■ **Consigne**
Poursuivez l'extrait sur les fermetures commentées par Gabriel Boisanté, à partir de sa dernière phrase.

■ **Extrait du texte**

De manière plus générale, Gabriel Boisanté explique «comprendre ces fermetures», tout en martelant que l’«on a besoin de survivre, cela est capital. Il va falloir recevoir des aides, car notre trésorerie ne tiendrait pas le coup», indique-t-il.
Avant, pour lui, d’estimer qu’il faut «penser aux salaires de nos employés, mais aussi à leur santé, afin de les préserver (car) il y a des familles derrière tout cela». En clair, l’élu communal souligne que ses associés et lui-même «acceptent les mesures, non avec plaisir, mais dans la douleur et avec toutes les responsabilités que cela incombe».

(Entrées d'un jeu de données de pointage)
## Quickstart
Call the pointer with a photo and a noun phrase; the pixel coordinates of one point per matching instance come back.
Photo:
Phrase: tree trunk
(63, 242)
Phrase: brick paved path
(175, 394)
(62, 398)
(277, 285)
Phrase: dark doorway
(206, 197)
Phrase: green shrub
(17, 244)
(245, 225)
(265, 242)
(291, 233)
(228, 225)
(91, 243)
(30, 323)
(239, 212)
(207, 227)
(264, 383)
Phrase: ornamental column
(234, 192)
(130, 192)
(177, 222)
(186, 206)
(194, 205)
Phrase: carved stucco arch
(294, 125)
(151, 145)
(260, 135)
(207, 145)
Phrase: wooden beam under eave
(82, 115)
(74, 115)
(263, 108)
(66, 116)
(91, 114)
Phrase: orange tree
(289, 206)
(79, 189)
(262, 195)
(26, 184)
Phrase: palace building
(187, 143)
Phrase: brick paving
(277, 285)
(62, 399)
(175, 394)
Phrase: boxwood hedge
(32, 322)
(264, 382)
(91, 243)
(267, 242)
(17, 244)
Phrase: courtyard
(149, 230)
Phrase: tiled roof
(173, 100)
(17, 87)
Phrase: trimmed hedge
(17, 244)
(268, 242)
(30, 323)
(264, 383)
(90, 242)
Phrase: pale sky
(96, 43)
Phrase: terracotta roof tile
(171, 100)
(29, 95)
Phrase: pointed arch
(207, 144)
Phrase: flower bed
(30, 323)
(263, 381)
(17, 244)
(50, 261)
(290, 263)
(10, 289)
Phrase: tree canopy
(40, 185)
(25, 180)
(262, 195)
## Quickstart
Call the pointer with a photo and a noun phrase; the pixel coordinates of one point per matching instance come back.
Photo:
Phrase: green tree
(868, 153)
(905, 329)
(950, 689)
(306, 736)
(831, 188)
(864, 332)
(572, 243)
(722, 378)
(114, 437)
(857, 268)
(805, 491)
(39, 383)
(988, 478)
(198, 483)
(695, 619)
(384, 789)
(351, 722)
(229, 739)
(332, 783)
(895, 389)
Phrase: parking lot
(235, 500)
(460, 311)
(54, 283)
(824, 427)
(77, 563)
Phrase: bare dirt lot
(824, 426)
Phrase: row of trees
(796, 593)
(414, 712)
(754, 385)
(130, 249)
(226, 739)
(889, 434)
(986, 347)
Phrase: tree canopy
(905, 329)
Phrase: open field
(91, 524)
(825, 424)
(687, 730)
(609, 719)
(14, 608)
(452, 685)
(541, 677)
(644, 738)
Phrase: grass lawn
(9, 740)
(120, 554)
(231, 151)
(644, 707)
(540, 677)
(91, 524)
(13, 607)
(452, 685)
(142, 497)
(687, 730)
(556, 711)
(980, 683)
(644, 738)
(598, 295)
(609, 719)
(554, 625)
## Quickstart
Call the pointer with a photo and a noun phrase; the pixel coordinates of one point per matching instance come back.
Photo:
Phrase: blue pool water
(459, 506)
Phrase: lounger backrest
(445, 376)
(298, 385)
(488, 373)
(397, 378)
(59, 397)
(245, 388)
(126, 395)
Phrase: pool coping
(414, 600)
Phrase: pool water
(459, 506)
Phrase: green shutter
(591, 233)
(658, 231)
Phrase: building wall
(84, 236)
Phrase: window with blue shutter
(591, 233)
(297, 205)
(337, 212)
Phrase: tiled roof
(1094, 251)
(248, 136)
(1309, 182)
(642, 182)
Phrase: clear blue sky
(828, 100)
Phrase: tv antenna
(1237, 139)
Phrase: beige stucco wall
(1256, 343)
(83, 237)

■ **Résultat obtenu**
Cela étant, Gabriel Boisanté n’est pas du genre à tolérer une situation de «deux poids deux mesures, car le sacrifice que nous faisons est volontaire : nous ne pouvons pas accueillir 25 000 personnes dans un supermarché et dire aux cafetiers de fermer leurs établissements…», s’indigne-t-il quelque peu. Enfin, l’élu relate que l’«on n’a pas envie de jouer avec la santé de nos clients ni avec celle de nos équipes, car il s’agit de la valeur la plus fondamentale à protéger. Ils ont peur pour leur santé, mais aussi pour leurs emplois. Nous avons beaucoup de personnes en période d’essai… La question, dès lors, est de savoir : qu’est-ce qu’on va faire avec eux? Il s’agit d’une crainte partagée par tout le secteur. Il faut soulager un maximum la trésorerie des commerçants et qui jouent leur survie, ainsi que celle de leurs familles, sur les prochaines semaines».